* **GIVEN TEXT**
=-=-=-=-=

Alan Warde, FBA, FAcSS (born 1949) is a British sociologist and academic. He has been Professor of Sociology at the University of Manchester since 1999.

Education and career 
Born in 1949, Warde was educated at Downing College, Cambridge, graduating with a BA in 1971. He then completed an MA at Durham University and carried out doctoral studies at the University of Leeds; his PhD was awarded in 1976 for his thesis "Ideology, strategy and intra-party division in the British Labour Party, 1956-74".

Warde was appointed to a lectureship at Lancaster University in 1978 and was promoted to a readership there in 1994, before becoming a full professor in 1996. In 1999, he was appointed Professor of Sociology at the University of Manchester.

Honours and awards 
In 2018, Warde was elected a Fellow of the British Academy, the United Kingdom's national academy for the humanities and social sciences. In 2011, he had also been elected a Fellow of the Academy of Social Sciences.

Publications 

 Consensus and Beyond: The Development of Labour Party Strategy since the Second World War (Manchester University Press, 1982). 
 (Co-authored with Nicholas Abercrombie) Social Change in Contemporary Britain (Polity, 1992).
 (Co-authored with Nicholas Abercrombie) Stratification and Social Inequality: Studies in British Society (Framework, 1994).
 (Co-authored with Nicholas Abercrombie) Family, Household and the Life-Course: Studies in British Society (Framework, 1994).
 (Co-authored with Mike Savage) Urban Sociology, Capitalism and Modernity (Palgrave, 1993; 2nd ed. with Kevin Ward, 2002).
 (Co-authored with Stephen Edgell and Kevin Hetherington) Consumption Matters: The Production and Experience of Consumption (Wiley, 1996).

=-=-=-=-=

* **EXERCISE TASKS**
1/ Name every publisher that appears in the Alan Warde biography's list of publications, each once.
2/ Answer these from the Alan Warde biography:
(a) In what year did Warde graduate with a BA from Downing College, Cambridge?
(b) In what year was he promoted to a readership at Lancaster University?
(c) In what year was he elected a Fellow of the Academy of Social Sciences?
3/ Extend the Alan Warde biography, picking up after its final sentence.

* **DATA**
=-=-=-=-=

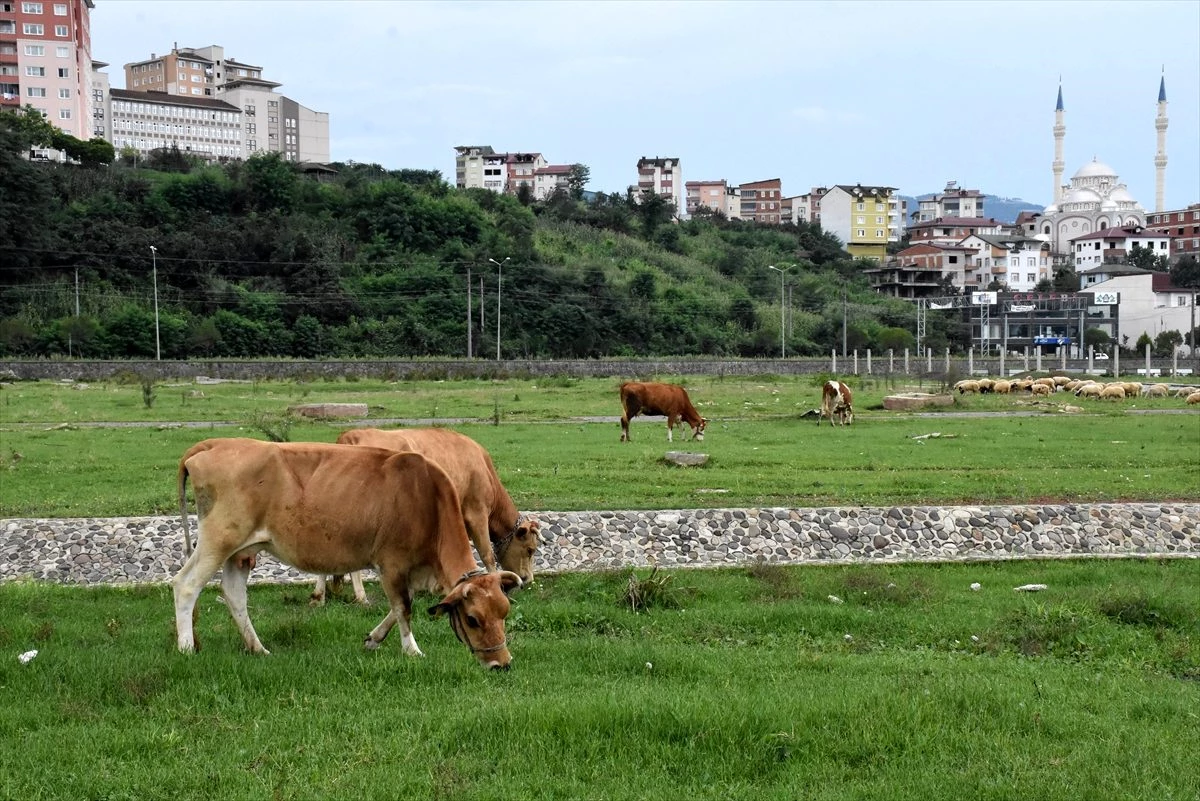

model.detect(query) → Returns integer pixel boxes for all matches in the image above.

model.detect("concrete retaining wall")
[0,504,1200,584]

=-=-=-=-=

* **ANSWERS FOR THE EXERCISE**
1/ Manchester University Press, Polity, Framework, Palgrave, Wiley

2/
(a) 1971
(b) 1994
(c) 2011

3/
 Consumption, Food and Taste: Culinary Antimonies and Commodity Culture (Sage, 1997). 
 (Co-authored with Lydia Martens) Eating Out: Social Differentiation, Consumption and Pleasure (Cambridge University Press, 2000).
 (Edited with Nicholas Abercrombie, Rosemary Deem, Sue Penna, Keith Soothill, Andrew Sayer, John Urry and Sylvia Walby) Contemporary British Society: A New Introduction to Sociology (Polity, 2000).
 (Edited with Jukka Gronow) Ordinary Consumption (Routledge, 2001).
 (Edited with Nicholas Abercrombie) The Contemporary British Society Reader (Polity, 2001).
 (Edited with Stan Metcalfe) Market Relations and the Competitive Process (Manchester University Press, 2002).
 (Edited with Mark Harvey and Andrew Mcmeekin) Qualities of Food (Manchester University Press, 2004).
 (Co-authored with Unni Kjaernes and Mark Harvey) Trust in Food: An Institutional and Comparative Analysis (Palgrave Macmillan, 2007).
 (Co-authored with Tony Bennett, Mike Savage, Elizabeth Silva, Modesto Gayo-Cal and David Wright) Culture, Class, Distinction (Routledge, 2009). 
 The Practice of Eating (Polity, 2016). 
 Consumption: A Sociological Analysis (Palgrave Macmillan, 2017).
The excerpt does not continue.